* _Brief_:
Under this task are some entries; return every one of them exactly.

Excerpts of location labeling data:
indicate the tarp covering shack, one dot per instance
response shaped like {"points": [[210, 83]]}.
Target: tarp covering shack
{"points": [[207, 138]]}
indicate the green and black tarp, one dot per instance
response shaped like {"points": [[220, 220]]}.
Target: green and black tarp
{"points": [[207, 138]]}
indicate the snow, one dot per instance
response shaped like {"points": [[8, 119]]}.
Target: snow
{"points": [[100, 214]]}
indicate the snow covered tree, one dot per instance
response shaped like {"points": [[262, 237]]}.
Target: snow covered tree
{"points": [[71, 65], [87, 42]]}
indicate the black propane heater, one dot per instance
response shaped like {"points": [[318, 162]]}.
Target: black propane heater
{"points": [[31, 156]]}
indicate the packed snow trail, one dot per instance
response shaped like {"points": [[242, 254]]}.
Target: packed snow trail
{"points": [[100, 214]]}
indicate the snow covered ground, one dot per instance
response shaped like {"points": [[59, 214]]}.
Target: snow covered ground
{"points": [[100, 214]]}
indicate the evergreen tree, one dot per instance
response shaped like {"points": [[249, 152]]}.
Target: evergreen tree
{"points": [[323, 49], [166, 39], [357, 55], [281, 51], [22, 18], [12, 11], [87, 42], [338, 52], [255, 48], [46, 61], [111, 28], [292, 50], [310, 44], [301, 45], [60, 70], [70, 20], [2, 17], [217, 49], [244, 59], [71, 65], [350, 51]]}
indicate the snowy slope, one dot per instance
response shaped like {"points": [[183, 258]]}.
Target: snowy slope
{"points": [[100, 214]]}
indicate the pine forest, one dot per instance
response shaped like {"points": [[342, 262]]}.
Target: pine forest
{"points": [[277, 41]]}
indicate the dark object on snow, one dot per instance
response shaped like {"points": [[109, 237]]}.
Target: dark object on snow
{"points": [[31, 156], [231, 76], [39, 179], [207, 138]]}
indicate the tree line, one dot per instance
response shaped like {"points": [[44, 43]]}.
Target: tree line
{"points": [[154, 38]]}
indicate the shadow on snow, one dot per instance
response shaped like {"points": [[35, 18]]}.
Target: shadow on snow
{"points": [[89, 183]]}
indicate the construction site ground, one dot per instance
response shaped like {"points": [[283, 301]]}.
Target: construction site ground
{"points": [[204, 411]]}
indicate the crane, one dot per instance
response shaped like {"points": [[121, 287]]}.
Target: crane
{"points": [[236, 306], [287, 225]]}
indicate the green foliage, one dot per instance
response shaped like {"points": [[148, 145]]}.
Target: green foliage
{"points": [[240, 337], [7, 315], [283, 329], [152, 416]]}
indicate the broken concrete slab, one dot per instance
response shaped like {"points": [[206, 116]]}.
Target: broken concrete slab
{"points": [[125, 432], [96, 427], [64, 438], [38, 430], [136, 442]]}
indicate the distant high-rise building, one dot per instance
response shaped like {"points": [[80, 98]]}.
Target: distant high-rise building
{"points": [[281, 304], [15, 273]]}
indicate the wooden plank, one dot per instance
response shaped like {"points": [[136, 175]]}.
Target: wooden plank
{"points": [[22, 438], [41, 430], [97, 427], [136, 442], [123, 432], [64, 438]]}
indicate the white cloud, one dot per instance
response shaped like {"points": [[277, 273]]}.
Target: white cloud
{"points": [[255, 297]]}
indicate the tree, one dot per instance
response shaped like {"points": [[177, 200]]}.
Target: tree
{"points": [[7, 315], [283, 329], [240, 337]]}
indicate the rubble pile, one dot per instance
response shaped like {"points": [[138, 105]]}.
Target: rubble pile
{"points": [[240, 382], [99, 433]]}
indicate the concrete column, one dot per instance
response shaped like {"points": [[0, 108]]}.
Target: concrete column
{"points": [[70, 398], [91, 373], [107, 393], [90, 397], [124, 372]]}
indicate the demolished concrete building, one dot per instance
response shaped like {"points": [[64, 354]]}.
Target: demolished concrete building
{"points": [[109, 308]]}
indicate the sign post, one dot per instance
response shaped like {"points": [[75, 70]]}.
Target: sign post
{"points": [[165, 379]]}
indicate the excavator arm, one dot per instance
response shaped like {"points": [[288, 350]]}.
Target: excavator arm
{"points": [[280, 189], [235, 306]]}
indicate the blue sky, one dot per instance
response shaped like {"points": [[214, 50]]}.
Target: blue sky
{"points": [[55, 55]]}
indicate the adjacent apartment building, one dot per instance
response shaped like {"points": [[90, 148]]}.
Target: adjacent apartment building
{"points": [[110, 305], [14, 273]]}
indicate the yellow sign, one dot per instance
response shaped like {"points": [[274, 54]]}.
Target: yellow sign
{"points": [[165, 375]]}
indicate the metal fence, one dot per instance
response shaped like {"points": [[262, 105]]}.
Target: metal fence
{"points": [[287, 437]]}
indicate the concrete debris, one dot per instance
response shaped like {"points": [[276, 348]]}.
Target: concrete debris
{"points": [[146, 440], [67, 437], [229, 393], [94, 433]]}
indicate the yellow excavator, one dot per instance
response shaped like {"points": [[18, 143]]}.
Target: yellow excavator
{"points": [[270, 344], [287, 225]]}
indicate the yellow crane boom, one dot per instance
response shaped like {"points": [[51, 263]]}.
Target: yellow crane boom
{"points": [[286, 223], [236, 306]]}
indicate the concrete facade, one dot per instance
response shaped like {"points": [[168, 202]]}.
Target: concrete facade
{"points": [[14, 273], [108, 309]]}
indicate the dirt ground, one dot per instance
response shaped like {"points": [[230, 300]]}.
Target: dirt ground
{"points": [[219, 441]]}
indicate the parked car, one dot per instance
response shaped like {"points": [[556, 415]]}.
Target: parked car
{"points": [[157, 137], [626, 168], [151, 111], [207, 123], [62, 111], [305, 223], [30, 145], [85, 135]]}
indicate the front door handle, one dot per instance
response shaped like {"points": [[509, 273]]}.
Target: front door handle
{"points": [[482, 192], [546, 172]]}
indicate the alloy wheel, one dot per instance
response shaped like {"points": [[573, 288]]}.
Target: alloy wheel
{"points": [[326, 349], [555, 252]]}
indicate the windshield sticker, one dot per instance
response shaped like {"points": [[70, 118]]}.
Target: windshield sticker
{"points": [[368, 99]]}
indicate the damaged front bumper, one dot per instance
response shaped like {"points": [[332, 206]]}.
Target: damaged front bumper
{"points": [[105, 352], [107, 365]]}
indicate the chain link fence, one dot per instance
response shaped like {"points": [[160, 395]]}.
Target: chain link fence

* _Output of the task_:
indicate the tarp covering shack, one dot per instance
response shaped like {"points": [[210, 83]]}.
Target: tarp covering shack
{"points": [[207, 138]]}
indicate the green and black tarp, one dot per instance
response shaped like {"points": [[220, 220]]}.
Target: green and black tarp
{"points": [[207, 138]]}
indicate the snow, one dot per instance
response shaped like {"points": [[8, 119]]}.
Target: snow
{"points": [[100, 214]]}
indicate the snow covered tree, one dot per instance
response shaped like {"points": [[262, 237]]}.
Target: snow covered tree
{"points": [[71, 65], [87, 42]]}
indicate the black propane heater, one dot per instance
response shaped like {"points": [[318, 162]]}.
Target: black propane heater
{"points": [[31, 156]]}
indicate the packed snow trail, one dot per instance
response shaped like {"points": [[242, 254]]}.
Target: packed snow trail
{"points": [[100, 214]]}
indicate the snow covered ground, one dot per instance
response shaped like {"points": [[59, 214]]}.
Target: snow covered ground
{"points": [[100, 214]]}
indicate the evergreen tree, one dot per instance
response shaped like {"points": [[249, 152]]}.
Target: evergreen tree
{"points": [[323, 49], [166, 39], [357, 55], [281, 51], [22, 18], [12, 11], [87, 42], [338, 52], [255, 48], [46, 61], [111, 28], [292, 50], [310, 44], [301, 45], [60, 70], [70, 20], [2, 17], [217, 49], [244, 59], [71, 65], [350, 51]]}
indicate the snowy slope, one dot per instance
response shaped like {"points": [[183, 258]]}.
Target: snowy slope
{"points": [[100, 214]]}
indicate the pine forest, one dot per instance
response shaped like {"points": [[342, 262]]}.
Target: pine forest
{"points": [[277, 41]]}
indicate the dark object on snow, one dot per instance
response shaped like {"points": [[109, 237]]}.
Target: dark object on snow
{"points": [[31, 156], [231, 76], [39, 179], [207, 138]]}
indicate the tree line, one dot per instance
response shaped like {"points": [[44, 43]]}.
Target: tree line
{"points": [[154, 38]]}
indicate the shadow on snow, one dot per instance
response shaped like {"points": [[35, 18]]}.
Target: shadow on snow
{"points": [[89, 183]]}
indicate the construction site ground, one dot per instance
response shaped like {"points": [[283, 301]]}.
Target: construction site ground
{"points": [[204, 411]]}
indicate the crane, one dot per instance
response shaped like {"points": [[121, 287]]}.
Target: crane
{"points": [[236, 306], [287, 225]]}
indicate the green foliage, one dot per instance
response shaped like {"points": [[148, 145]]}.
Target: green foliage
{"points": [[240, 337], [7, 315], [283, 329], [152, 416]]}
indicate the broken concrete slab, one dot per instance
response shaped like {"points": [[206, 116]]}.
Target: broken concrete slab
{"points": [[125, 432], [96, 427], [64, 438], [38, 430], [136, 442]]}
indicate the distant high-rise building, one dot per instance
response shaped like {"points": [[80, 98]]}.
Target: distant high-rise building
{"points": [[281, 304], [15, 273]]}
indicate the wooden plank, one dot per instance
response shaped like {"points": [[136, 175]]}.
Target: wooden plank
{"points": [[22, 438], [41, 430], [97, 427], [136, 442], [123, 432], [64, 438]]}
indicate the white cloud, one dot per instance
response shaped like {"points": [[277, 273]]}.
Target: white cloud
{"points": [[255, 297]]}
indicate the tree, one dot per instance
response shaped like {"points": [[177, 200]]}.
Target: tree
{"points": [[7, 315], [283, 329], [240, 337]]}
indicate the rubble pile, one dot per instance
response shaped like {"points": [[138, 105]]}.
Target: rubble pile
{"points": [[240, 382], [99, 433]]}
indicate the concrete column, one dot per instance
response shaped like {"points": [[0, 108]]}.
Target: concrete column
{"points": [[70, 398], [91, 373], [107, 393], [90, 397], [124, 372]]}
indicate the demolished concrete building, one dot per instance
response shaped like {"points": [[64, 354]]}.
Target: demolished concrete building
{"points": [[109, 308]]}
indicate the sign post, one dot per instance
response shaped like {"points": [[75, 70]]}.
Target: sign post
{"points": [[165, 379]]}
indicate the excavator arm, one dot per instance
response shaped like {"points": [[288, 350]]}.
Target: excavator arm
{"points": [[280, 189], [235, 306]]}
indicate the blue sky, one dot per instance
response shaped like {"points": [[214, 50]]}.
Target: blue sky
{"points": [[55, 55]]}
indicate the adjacent apartment building, one dot per instance
response shaped like {"points": [[90, 148]]}.
Target: adjacent apartment building
{"points": [[110, 305], [14, 273]]}
indicate the yellow sign, one dot per instance
response shaped like {"points": [[274, 54]]}.
Target: yellow sign
{"points": [[165, 375]]}
indicate the metal fence, one dot per instance
response shaped like {"points": [[262, 105]]}.
Target: metal fence
{"points": [[287, 437]]}
indicate the concrete debris, one dot per instance
response shaped like {"points": [[276, 348]]}.
Target: concrete debris
{"points": [[146, 440], [67, 437], [229, 393], [94, 433]]}
indicate the yellow excavator, one dot per instance
response shaped like {"points": [[18, 143]]}.
Target: yellow excavator
{"points": [[270, 344], [287, 225]]}
indicate the yellow crane boom, one dot per instance
response shaped like {"points": [[51, 263]]}.
Target: yellow crane boom
{"points": [[286, 223], [236, 306]]}
indicate the concrete facade, one dot per instance
response shaped like {"points": [[168, 202]]}.
Target: concrete facade
{"points": [[14, 273], [108, 309]]}
indicate the dirt ground, one dot per instance
response shaped like {"points": [[230, 300]]}.
Target: dirt ground
{"points": [[219, 441]]}
indicate the parked car, one dot per instance
response shaped like {"points": [[556, 415]]}.
Target: parked car
{"points": [[157, 137], [626, 168], [151, 111], [207, 123], [62, 111], [305, 223], [30, 145], [85, 135]]}
indicate the front door handle, one dot per instance
response shaped like {"points": [[509, 273]]}.
Target: front door handle
{"points": [[482, 192], [546, 172]]}
indicate the alloy wheel, one dot per instance
response shaped like {"points": [[573, 288]]}.
Target: alloy wheel
{"points": [[326, 349], [555, 252]]}
indicate the windshield sticker, one dot per instance
response shaped like {"points": [[70, 118]]}.
Target: windshield sticker
{"points": [[368, 99]]}
indicate the damaged front bumper, one dot per instance
response shaped like {"points": [[332, 206]]}.
Target: damaged front bumper
{"points": [[105, 352], [107, 365]]}
indicate the chain link fence, one dot per instance
response shaped like {"points": [[160, 395]]}.
Target: chain link fence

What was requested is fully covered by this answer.